[Records from a point labeling set]
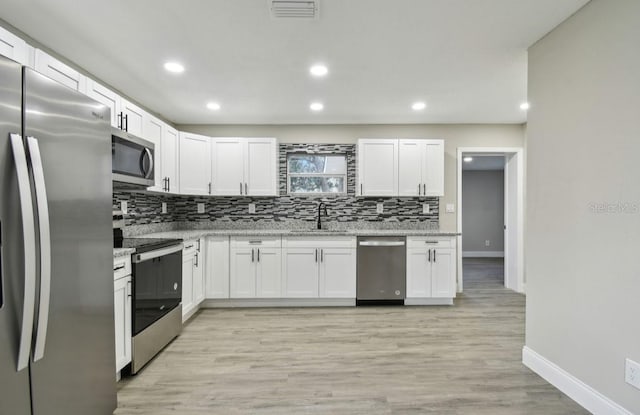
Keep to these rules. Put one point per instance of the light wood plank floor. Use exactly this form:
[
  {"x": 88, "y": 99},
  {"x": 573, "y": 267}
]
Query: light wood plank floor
[{"x": 464, "y": 359}]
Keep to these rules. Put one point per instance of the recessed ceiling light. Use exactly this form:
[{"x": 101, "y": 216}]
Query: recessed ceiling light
[
  {"x": 316, "y": 106},
  {"x": 418, "y": 106},
  {"x": 174, "y": 67},
  {"x": 318, "y": 70}
]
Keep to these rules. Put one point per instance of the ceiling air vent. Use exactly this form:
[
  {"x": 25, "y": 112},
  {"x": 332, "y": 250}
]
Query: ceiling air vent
[{"x": 300, "y": 9}]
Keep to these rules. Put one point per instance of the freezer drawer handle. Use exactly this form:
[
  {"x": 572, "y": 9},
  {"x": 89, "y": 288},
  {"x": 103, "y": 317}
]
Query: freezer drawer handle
[
  {"x": 28, "y": 229},
  {"x": 45, "y": 247},
  {"x": 381, "y": 243}
]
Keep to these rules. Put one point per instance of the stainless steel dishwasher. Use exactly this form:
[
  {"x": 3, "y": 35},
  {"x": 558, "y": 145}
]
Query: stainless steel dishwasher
[{"x": 382, "y": 266}]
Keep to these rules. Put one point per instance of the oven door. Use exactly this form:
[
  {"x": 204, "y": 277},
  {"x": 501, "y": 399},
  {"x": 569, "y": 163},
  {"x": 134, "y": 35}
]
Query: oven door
[
  {"x": 132, "y": 160},
  {"x": 157, "y": 285}
]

• **What you should do**: Reproduce all entries without any change, and omit the pictures.

• **Answer to this exercise**:
Keep to these rules. Put one point per instance of the light wood plank floor. Use exactly this form:
[
  {"x": 88, "y": 99},
  {"x": 573, "y": 267}
]
Query: light wood plank floor
[{"x": 464, "y": 359}]
Keep to these rules. Put one point per instance of the recessed ceiling light. Use exactly this form:
[{"x": 101, "y": 216}]
Query: recessed ceiling light
[
  {"x": 316, "y": 106},
  {"x": 418, "y": 106},
  {"x": 174, "y": 67},
  {"x": 318, "y": 70}
]
Keep to these rules. Put one point per instance of the ceiling air vent. Use exactly this form:
[
  {"x": 25, "y": 112},
  {"x": 332, "y": 250}
]
Query: ceiling air vent
[{"x": 300, "y": 9}]
Keep to these rules. Put one point per instance of the freezer drawer handle. Use exactly this form:
[
  {"x": 572, "y": 9},
  {"x": 89, "y": 288},
  {"x": 103, "y": 317}
]
Query: freezer drawer handle
[
  {"x": 28, "y": 229},
  {"x": 45, "y": 247},
  {"x": 381, "y": 243}
]
Keep to these rules. Put one point per instance of the stainless steel dishwasher. Use exactly this form:
[
  {"x": 3, "y": 35},
  {"x": 558, "y": 145}
]
Query: stainless steel dishwasher
[{"x": 382, "y": 266}]
Keep to these rules. Put one point per instance of the oven door. Use exactly this form:
[
  {"x": 204, "y": 277},
  {"x": 501, "y": 399},
  {"x": 569, "y": 163},
  {"x": 134, "y": 35}
]
Query: oven door
[
  {"x": 132, "y": 160},
  {"x": 157, "y": 285}
]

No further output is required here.